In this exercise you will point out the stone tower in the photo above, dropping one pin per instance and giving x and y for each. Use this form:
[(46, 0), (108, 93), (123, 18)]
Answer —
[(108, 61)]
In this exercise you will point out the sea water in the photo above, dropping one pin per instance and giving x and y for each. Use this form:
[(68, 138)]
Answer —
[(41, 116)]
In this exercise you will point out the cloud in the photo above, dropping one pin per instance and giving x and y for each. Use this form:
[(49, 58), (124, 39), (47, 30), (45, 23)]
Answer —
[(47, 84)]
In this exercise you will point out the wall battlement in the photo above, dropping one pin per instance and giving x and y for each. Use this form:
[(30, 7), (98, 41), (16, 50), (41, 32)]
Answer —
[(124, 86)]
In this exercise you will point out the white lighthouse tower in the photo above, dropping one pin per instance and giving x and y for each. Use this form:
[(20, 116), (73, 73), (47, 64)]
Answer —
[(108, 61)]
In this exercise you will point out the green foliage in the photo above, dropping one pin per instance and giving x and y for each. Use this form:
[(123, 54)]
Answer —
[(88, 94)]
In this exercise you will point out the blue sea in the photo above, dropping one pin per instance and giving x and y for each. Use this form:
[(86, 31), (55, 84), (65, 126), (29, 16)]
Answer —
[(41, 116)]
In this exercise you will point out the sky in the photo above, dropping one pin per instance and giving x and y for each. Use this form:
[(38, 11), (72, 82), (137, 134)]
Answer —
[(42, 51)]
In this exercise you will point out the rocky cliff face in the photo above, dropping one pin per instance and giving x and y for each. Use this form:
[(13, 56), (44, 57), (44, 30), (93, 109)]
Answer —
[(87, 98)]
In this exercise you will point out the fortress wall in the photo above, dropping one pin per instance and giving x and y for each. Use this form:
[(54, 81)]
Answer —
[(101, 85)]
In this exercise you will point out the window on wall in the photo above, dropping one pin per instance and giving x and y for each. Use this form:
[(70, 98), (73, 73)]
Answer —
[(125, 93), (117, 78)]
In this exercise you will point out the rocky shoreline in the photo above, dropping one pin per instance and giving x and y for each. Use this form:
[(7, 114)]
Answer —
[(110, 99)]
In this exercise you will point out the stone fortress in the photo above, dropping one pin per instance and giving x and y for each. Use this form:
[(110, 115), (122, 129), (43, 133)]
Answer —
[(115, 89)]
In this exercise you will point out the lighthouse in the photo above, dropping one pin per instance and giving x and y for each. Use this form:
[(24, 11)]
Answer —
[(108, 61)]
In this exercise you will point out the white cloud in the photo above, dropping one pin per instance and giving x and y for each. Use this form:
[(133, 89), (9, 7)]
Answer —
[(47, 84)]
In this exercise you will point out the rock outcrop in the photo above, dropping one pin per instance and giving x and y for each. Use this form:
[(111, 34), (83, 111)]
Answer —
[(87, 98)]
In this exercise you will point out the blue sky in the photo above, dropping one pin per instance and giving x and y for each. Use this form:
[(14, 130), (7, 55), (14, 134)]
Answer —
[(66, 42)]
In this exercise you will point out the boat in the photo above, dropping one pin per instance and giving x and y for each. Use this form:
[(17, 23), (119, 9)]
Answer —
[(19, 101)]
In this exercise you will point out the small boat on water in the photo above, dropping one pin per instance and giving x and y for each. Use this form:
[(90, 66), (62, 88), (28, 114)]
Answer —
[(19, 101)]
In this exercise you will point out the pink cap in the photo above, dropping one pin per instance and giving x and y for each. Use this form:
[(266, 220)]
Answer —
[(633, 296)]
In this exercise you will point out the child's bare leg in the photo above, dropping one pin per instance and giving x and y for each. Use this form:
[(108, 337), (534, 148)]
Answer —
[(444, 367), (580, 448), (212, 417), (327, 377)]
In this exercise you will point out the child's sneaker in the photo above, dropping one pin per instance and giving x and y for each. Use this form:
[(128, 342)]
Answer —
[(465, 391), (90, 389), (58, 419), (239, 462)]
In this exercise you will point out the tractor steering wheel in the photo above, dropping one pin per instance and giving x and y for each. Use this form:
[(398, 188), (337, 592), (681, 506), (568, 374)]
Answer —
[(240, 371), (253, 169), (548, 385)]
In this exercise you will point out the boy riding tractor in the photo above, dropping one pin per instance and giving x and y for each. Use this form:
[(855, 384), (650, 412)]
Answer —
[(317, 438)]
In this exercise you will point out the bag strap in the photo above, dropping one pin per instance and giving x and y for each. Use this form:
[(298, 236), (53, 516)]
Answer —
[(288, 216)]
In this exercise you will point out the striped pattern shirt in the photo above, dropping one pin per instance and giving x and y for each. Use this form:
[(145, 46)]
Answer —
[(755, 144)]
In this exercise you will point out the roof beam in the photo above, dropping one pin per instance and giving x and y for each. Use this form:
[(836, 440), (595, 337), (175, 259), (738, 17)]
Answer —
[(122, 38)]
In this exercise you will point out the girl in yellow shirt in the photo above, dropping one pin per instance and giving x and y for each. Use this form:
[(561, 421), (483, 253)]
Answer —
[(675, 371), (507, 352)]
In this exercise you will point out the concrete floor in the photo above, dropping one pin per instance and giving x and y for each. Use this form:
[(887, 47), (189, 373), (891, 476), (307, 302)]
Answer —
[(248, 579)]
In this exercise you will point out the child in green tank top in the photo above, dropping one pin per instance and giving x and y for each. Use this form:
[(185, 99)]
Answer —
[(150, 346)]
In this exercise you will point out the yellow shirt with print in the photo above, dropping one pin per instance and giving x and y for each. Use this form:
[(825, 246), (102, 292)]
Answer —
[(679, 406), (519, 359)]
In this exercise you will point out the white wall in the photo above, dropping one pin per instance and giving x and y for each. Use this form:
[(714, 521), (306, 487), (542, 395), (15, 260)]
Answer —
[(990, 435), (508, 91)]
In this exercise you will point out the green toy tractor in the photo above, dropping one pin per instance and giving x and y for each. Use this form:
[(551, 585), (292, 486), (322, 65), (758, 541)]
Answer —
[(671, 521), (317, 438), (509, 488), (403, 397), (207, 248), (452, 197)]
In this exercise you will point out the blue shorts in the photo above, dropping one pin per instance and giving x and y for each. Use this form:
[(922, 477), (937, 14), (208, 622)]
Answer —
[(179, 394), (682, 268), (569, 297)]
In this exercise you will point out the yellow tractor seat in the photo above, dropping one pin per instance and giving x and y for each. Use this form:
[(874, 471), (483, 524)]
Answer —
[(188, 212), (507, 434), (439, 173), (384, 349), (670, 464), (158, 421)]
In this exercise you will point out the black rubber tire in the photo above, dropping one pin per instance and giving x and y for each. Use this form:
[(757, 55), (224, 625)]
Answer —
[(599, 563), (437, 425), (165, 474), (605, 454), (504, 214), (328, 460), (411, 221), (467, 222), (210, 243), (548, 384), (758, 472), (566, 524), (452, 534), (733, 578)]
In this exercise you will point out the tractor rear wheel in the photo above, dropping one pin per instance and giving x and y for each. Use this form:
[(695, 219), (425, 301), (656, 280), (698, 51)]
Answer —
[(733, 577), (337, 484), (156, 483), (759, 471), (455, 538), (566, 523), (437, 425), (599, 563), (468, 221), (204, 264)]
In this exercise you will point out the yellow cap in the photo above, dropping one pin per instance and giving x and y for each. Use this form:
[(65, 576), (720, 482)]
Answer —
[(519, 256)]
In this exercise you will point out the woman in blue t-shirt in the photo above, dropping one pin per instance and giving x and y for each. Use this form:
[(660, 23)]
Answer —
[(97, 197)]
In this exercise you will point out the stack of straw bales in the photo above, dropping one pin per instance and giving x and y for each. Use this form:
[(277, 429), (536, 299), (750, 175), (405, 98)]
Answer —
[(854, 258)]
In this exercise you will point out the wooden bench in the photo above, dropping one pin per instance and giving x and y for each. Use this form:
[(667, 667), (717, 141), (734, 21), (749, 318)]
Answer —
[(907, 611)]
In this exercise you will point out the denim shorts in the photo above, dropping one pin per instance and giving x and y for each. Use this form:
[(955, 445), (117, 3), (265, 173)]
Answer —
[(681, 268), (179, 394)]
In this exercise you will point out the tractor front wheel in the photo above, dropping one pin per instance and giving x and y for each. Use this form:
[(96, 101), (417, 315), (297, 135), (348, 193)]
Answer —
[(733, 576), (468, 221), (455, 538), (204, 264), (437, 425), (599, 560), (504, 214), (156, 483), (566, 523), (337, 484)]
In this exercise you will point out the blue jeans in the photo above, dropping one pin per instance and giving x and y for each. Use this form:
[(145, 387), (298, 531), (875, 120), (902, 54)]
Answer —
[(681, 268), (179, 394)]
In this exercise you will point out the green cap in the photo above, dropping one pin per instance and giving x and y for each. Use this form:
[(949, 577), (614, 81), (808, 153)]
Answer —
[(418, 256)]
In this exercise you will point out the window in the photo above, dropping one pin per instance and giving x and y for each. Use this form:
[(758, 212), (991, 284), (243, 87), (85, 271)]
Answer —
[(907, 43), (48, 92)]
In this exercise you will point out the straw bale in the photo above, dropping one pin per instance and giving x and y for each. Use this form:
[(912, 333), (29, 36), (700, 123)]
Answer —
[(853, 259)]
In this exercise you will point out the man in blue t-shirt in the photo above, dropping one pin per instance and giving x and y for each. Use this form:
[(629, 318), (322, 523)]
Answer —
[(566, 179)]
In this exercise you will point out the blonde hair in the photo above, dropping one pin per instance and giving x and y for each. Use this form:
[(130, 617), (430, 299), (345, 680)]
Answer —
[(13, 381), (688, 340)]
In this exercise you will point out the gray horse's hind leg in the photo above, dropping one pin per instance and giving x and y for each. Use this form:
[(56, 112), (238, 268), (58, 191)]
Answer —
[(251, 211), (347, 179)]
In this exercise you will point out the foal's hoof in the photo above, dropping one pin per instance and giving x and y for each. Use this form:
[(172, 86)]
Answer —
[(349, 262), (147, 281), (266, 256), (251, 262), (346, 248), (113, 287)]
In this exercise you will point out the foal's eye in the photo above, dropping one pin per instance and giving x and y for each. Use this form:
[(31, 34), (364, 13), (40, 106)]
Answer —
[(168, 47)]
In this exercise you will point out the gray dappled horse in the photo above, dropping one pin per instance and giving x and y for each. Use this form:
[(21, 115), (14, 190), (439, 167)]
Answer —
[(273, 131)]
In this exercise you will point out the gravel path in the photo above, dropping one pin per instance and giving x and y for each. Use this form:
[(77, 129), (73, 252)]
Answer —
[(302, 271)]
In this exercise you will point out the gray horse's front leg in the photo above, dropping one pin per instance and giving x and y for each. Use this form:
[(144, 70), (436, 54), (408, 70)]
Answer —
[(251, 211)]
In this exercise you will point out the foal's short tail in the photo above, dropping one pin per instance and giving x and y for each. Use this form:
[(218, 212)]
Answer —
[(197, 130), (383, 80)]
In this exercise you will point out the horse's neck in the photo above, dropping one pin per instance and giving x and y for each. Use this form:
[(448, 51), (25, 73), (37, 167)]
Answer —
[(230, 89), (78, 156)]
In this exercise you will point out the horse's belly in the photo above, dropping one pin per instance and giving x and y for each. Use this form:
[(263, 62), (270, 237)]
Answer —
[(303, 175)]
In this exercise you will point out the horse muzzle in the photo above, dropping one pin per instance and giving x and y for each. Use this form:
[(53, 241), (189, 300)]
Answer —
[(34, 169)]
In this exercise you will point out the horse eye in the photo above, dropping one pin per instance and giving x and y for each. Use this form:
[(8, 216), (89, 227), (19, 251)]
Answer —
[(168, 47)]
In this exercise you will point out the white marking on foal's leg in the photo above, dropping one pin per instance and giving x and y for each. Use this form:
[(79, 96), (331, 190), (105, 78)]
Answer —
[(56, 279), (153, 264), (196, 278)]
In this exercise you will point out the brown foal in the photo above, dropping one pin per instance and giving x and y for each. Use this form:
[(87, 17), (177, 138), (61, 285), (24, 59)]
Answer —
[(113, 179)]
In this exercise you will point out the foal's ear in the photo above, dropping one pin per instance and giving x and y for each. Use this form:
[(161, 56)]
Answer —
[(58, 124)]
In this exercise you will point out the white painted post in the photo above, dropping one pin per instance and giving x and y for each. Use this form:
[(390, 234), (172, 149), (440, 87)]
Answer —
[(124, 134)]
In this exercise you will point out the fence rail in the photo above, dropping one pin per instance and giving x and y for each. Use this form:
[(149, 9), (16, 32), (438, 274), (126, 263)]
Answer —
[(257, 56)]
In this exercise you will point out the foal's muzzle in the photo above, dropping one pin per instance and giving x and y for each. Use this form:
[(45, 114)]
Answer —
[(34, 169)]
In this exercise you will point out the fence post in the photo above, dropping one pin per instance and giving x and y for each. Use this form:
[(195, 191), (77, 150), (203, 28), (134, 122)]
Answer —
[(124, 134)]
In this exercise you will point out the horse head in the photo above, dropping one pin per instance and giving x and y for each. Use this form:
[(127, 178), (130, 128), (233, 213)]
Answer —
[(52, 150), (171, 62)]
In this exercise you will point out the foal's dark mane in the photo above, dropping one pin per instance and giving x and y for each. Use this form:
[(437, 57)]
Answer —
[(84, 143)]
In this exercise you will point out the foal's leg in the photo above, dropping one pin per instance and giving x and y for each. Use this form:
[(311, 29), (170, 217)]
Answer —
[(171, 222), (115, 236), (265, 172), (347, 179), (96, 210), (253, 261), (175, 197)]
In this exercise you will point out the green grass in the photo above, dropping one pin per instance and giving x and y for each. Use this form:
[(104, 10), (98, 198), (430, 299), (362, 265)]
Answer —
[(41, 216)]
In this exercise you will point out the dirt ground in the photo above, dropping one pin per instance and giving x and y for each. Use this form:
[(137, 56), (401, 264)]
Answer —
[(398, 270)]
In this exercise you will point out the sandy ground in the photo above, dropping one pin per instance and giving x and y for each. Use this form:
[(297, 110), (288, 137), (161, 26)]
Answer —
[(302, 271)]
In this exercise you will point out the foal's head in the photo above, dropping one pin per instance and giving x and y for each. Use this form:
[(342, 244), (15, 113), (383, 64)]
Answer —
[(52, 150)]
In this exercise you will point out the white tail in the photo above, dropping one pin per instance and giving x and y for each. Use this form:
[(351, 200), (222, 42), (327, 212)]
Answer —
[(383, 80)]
============
WHAT YOU WILL DO: Render the data from the line containing "In this exercise you will point out the green grass" to the line containing "[(52, 150)]", both included, as a Markdown table with columns No. and Text, numbering each line and leaving out blank lines.

ANSWER TO THIS PROBLEM:
| No. | Text |
|---|---|
| 1 | In this exercise you will point out the green grass in the photo above, dropping one pin per instance and giving x and y for each. Use this form: |
| 2 | [(104, 10), (98, 198), (430, 299), (362, 265)] |
| 3 | Answer — |
| 4 | [(41, 216)] |
| 5 | In this exercise you will point out the dirt ground in the photo above, dropping one pin per instance and giving x and y for each. Use this form: |
| 6 | [(137, 56), (401, 264)] |
| 7 | Answer — |
| 8 | [(398, 270)] |
| 9 | In this exercise you will point out the sandy ground in the photo above, dropping one pin per instance and giving x and y for each. Use this form: |
| 10 | [(297, 110), (288, 137), (161, 26)] |
| 11 | Answer — |
| 12 | [(302, 271)] |
| 13 | In this exercise you will point out the foal's head in the photo above, dropping one pin per instance and giving x and y for each. Use this form: |
| 14 | [(342, 244), (15, 113), (383, 64)] |
| 15 | Answer — |
| 16 | [(52, 150)] |